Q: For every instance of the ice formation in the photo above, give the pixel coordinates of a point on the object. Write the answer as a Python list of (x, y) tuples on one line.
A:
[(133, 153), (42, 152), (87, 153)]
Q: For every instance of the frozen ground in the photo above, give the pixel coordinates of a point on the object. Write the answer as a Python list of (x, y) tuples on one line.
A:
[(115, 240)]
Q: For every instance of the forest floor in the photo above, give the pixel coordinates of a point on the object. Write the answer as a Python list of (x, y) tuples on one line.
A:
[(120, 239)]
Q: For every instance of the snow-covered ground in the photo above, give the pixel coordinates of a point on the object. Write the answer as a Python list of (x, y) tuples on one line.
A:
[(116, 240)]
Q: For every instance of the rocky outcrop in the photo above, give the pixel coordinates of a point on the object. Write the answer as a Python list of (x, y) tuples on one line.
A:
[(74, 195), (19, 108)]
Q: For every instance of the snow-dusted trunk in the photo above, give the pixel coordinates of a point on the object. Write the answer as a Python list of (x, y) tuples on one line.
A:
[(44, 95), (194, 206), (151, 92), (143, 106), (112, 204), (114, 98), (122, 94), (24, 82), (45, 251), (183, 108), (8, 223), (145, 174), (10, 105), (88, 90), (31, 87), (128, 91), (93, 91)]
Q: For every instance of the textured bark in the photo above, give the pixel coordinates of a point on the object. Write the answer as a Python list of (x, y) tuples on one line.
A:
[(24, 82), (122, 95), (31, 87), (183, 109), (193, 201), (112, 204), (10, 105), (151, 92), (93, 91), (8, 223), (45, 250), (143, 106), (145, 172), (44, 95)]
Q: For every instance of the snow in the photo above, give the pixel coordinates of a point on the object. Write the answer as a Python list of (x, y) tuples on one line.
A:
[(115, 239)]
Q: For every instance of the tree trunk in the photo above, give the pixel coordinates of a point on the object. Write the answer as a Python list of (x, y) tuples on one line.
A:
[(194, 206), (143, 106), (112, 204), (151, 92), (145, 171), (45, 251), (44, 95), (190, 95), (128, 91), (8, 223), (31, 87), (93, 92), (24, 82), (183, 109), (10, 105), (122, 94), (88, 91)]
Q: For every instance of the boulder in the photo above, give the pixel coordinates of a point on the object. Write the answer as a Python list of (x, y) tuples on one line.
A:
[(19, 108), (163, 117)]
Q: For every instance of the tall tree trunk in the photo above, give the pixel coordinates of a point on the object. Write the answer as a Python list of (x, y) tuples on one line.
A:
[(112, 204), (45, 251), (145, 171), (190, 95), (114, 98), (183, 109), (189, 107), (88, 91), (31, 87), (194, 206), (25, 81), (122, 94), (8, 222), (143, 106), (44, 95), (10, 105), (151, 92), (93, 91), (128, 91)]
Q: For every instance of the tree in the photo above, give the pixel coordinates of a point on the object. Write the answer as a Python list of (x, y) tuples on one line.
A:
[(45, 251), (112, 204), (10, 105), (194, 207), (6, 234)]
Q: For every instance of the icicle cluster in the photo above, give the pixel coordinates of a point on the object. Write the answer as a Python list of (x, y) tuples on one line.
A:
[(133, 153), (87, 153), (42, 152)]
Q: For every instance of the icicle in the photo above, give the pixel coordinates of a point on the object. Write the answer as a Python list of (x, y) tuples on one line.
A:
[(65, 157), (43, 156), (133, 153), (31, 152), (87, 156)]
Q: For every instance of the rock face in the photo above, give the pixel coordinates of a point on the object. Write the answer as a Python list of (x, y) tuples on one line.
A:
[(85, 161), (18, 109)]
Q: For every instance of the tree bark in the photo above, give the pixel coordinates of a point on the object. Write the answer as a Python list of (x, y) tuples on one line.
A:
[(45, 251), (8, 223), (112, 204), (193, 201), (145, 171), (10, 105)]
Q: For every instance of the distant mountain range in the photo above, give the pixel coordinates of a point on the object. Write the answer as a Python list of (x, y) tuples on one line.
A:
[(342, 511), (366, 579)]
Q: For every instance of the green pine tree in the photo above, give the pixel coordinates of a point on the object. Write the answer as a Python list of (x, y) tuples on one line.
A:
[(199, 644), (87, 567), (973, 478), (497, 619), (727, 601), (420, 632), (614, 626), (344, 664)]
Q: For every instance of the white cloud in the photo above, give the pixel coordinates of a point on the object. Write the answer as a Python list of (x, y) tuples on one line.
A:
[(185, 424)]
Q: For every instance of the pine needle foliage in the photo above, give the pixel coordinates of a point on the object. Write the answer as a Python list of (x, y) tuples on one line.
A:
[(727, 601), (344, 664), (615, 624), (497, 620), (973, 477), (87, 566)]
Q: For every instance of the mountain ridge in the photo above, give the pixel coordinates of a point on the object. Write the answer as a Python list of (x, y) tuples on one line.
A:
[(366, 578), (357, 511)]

****************

EXERCISE BRIEF:
Pull every line containing "bark" out of the data above.

OUTPUT:
Q: For every instance of the textured bark in the photo above, give the pixel coordinates of a point on the object. Write the answer as a Python list of (x, y) tuples on one line.
Q: For every instance of the tree bark in the photo above, give the pixel coordinates of a point on the object. Write the answer as a Python list of (x, y) tuples on one line.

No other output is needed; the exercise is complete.